* PASSAGE TO READ
--------------------
Gennady Timofeyevich Chetin (, 1 February 1943 – 2002) was a Russian bantamweight weightlifter. He competed at the 1968 and 1972 Summer Olympics and finished in fourth and third place, respectively. He became a world champion in 1971 and set three ratified world records in the total: in 1968, 1971 and 1973.

Chetin was born in a small village in the Urals. He took up weightlifting aged 16, when he lost his parents and was sent to an orphanage. In 1964 he moved from Perm to Yalta and then to Shakhty, to train under Rudolf Plyukfelder. The same year he finished third at the Soviet championships, and later returned to Perm. He won the national titles in 1968–69, 1971–72 and 1976.

Chetin semi-retired between 1973 and 1976 to recover from alcoholism. In the late 1970s he moved from Perm to a friend in Uzbekistan. There he first worked as a farmer and ferryman, but then started competing in powerlifting and coaching the Uzbekistan weightlifting team. In 1992, aged 49, he won a European title and a bronze medal at the world powerliting championships. He died 10 years later.
--------------------
* DATA LISTING
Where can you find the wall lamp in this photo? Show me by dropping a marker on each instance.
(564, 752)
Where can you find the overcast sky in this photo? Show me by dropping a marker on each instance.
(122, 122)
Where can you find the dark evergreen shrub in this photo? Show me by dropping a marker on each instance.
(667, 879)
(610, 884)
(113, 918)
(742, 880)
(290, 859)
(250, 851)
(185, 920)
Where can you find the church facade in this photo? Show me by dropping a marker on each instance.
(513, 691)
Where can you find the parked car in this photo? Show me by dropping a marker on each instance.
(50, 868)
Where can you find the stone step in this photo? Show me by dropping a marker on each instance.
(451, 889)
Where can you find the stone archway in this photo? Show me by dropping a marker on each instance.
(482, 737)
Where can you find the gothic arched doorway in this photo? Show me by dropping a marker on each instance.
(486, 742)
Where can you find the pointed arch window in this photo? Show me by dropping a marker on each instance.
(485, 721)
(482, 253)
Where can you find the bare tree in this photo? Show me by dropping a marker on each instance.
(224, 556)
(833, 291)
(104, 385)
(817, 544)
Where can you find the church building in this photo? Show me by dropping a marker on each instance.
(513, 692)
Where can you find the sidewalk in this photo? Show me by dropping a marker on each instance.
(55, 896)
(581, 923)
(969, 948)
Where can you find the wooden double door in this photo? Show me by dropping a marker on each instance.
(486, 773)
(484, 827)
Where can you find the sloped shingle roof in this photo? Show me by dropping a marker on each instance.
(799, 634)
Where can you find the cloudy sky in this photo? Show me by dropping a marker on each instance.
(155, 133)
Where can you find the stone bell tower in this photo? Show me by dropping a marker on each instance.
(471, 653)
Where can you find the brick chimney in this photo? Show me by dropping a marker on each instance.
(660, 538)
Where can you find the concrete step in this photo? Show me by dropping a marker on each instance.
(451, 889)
--------------------
* GIVEN EXERCISE 1
Decide whether each statement agrees with the biography of Gennady Chetin. Answer yes or no for each, and quote the words of the text that settle it.
(a) Chetin finished third at the 1968 Summer Olympics.
(b) Chetin took up weightlifting at the age of 16.
(c) Chetin moved to Uzbekistan in the late 1970s.
* GIVEN EXERCISE 2
Use the biography of Gennady Chetin to answer these questions.
(a) In what year did Chetin become a world champion?
(b) Under whom did Chetin move to Shakhty to train?
(c) Between which years was Chetin semi-retired?
* GIVEN EXERCISE 3
Summarize the biography of Gennady Chetin in two sentences.

* OUTPUT 1
(a) No: "He competed at the 1968 and 1972 Summer Olympics and finished in fourth and third place, respectively."
(b) Yes: "He took up weightlifting aged 16"
(c) Yes: "In the late 1970s he moved from Perm to a friend in Uzbekistan."

* OUTPUT 2
(a) 1971
(b) Rudolf Plyukfelder
(c) Between 1973 and 1976

* OUTPUT 3
Gennady Chetin was a Russian bantamweight weightlifter who finished fourth and third at the 1968 and 1972 Summer Olympics, became world champion in 1971, and set three ratified world records in the total. After semi-retiring between 1973 and 1976 to recover from alcoholism, he moved to Uzbekistan, where he competed in powerlifting and coached the Uzbekistan weightlifting team.